(Excerpts of pointing data)

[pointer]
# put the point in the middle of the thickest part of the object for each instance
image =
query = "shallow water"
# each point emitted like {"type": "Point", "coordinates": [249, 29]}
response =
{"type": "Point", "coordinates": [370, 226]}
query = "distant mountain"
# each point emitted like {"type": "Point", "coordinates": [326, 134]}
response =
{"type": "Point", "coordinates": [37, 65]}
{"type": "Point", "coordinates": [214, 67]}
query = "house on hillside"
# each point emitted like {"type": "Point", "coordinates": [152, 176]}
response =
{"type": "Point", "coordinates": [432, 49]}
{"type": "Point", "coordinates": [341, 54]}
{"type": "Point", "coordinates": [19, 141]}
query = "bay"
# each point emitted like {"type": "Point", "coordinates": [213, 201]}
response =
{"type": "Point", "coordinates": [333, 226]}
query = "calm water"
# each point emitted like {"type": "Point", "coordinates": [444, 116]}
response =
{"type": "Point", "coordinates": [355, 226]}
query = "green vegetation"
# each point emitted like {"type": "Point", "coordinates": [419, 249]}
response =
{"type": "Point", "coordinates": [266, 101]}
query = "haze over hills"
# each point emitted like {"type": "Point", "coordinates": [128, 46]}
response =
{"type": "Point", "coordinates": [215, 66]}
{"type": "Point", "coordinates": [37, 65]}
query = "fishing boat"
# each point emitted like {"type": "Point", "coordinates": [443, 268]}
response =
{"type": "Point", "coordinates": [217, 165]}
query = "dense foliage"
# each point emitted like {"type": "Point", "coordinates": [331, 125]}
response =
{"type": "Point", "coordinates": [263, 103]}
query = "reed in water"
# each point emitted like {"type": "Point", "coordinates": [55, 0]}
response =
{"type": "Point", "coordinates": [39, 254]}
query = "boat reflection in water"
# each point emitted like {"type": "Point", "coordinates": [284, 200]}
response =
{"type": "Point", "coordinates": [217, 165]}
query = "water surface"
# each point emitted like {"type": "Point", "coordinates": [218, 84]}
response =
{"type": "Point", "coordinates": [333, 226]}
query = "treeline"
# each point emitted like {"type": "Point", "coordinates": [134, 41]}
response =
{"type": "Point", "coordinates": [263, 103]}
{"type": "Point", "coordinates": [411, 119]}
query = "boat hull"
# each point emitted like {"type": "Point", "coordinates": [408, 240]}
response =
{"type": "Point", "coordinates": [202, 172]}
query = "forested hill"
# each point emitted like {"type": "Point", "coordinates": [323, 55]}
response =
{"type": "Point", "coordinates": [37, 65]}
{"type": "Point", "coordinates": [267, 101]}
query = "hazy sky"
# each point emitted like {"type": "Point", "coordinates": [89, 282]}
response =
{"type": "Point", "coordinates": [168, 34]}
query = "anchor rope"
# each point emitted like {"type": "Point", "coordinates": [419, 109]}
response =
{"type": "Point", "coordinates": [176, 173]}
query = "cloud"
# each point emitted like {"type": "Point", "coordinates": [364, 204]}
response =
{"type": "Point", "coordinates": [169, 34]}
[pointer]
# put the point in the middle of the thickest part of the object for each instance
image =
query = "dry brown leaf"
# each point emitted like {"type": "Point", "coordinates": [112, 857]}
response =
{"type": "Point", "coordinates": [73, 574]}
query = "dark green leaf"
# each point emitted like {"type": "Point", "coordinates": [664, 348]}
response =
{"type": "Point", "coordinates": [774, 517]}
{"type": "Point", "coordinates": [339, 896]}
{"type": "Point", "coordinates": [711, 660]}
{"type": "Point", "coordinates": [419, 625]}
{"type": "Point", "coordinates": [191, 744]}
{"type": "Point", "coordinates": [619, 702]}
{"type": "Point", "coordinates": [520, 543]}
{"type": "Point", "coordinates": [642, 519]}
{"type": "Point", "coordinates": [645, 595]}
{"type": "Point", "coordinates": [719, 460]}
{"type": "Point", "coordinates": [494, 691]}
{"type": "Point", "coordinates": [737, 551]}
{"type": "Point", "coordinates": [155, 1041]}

### EXERCISE INSTRUCTIONS
Extract every record. Keep wording exact.

### EXERCISE SOLUTION
[pointer]
# put the point in the middle of the thickest part of the object for each instance
image =
query = "shallow water"
# each point emitted like {"type": "Point", "coordinates": [249, 29]}
response =
{"type": "Point", "coordinates": [370, 226]}
query = "distant mountain"
# each point emitted like {"type": "Point", "coordinates": [326, 134]}
response =
{"type": "Point", "coordinates": [37, 65]}
{"type": "Point", "coordinates": [214, 67]}
query = "house on hillside"
# each point emitted like {"type": "Point", "coordinates": [152, 176]}
response =
{"type": "Point", "coordinates": [432, 49]}
{"type": "Point", "coordinates": [341, 54]}
{"type": "Point", "coordinates": [19, 141]}
query = "bay"
# each point emitted like {"type": "Point", "coordinates": [213, 201]}
response =
{"type": "Point", "coordinates": [333, 226]}
query = "calm water"
# each point emitted like {"type": "Point", "coordinates": [444, 116]}
response =
{"type": "Point", "coordinates": [355, 226]}
query = "green vegetation"
# each point emitted like {"type": "Point", "coordinates": [419, 249]}
response =
{"type": "Point", "coordinates": [266, 101]}
query = "haze over hills"
# each point emitted like {"type": "Point", "coordinates": [128, 46]}
response =
{"type": "Point", "coordinates": [215, 66]}
{"type": "Point", "coordinates": [37, 65]}
query = "fishing boat"
# each point emitted like {"type": "Point", "coordinates": [443, 268]}
response =
{"type": "Point", "coordinates": [217, 165]}
query = "dense foliage"
# each point emitted like {"type": "Point", "coordinates": [331, 125]}
response =
{"type": "Point", "coordinates": [263, 103]}
query = "reed in water"
# each point emitted like {"type": "Point", "coordinates": [55, 0]}
response =
{"type": "Point", "coordinates": [39, 254]}
query = "boat reflection in water"
# each point emitted like {"type": "Point", "coordinates": [284, 200]}
response =
{"type": "Point", "coordinates": [217, 165]}
query = "water surface"
# each point emitted like {"type": "Point", "coordinates": [218, 84]}
response =
{"type": "Point", "coordinates": [333, 226]}
query = "treeline"
# each point emitted like {"type": "Point", "coordinates": [134, 41]}
response =
{"type": "Point", "coordinates": [263, 103]}
{"type": "Point", "coordinates": [411, 119]}
query = "boat hull"
# each point emitted like {"type": "Point", "coordinates": [408, 240]}
response =
{"type": "Point", "coordinates": [202, 172]}
query = "forested hill"
# each point emitted like {"type": "Point", "coordinates": [323, 55]}
response =
{"type": "Point", "coordinates": [37, 65]}
{"type": "Point", "coordinates": [267, 101]}
query = "hazy sky"
# each point emitted like {"type": "Point", "coordinates": [89, 282]}
response =
{"type": "Point", "coordinates": [168, 34]}
query = "anchor rope"
# each point emitted like {"type": "Point", "coordinates": [419, 109]}
response =
{"type": "Point", "coordinates": [176, 173]}
query = "cloud"
# each point emitted like {"type": "Point", "coordinates": [364, 204]}
response =
{"type": "Point", "coordinates": [169, 34]}
[pointer]
# put the point in the middle of the thickest part of the object for each instance
image =
query = "dry brown leaf"
# each point emitted like {"type": "Point", "coordinates": [112, 857]}
response =
{"type": "Point", "coordinates": [73, 574]}
query = "dark green leaf"
# each point emitted like {"type": "Point", "coordinates": [664, 348]}
response =
{"type": "Point", "coordinates": [774, 517]}
{"type": "Point", "coordinates": [339, 896]}
{"type": "Point", "coordinates": [711, 660]}
{"type": "Point", "coordinates": [419, 625]}
{"type": "Point", "coordinates": [191, 744]}
{"type": "Point", "coordinates": [619, 702]}
{"type": "Point", "coordinates": [520, 543]}
{"type": "Point", "coordinates": [642, 519]}
{"type": "Point", "coordinates": [645, 595]}
{"type": "Point", "coordinates": [719, 460]}
{"type": "Point", "coordinates": [494, 691]}
{"type": "Point", "coordinates": [737, 551]}
{"type": "Point", "coordinates": [155, 1041]}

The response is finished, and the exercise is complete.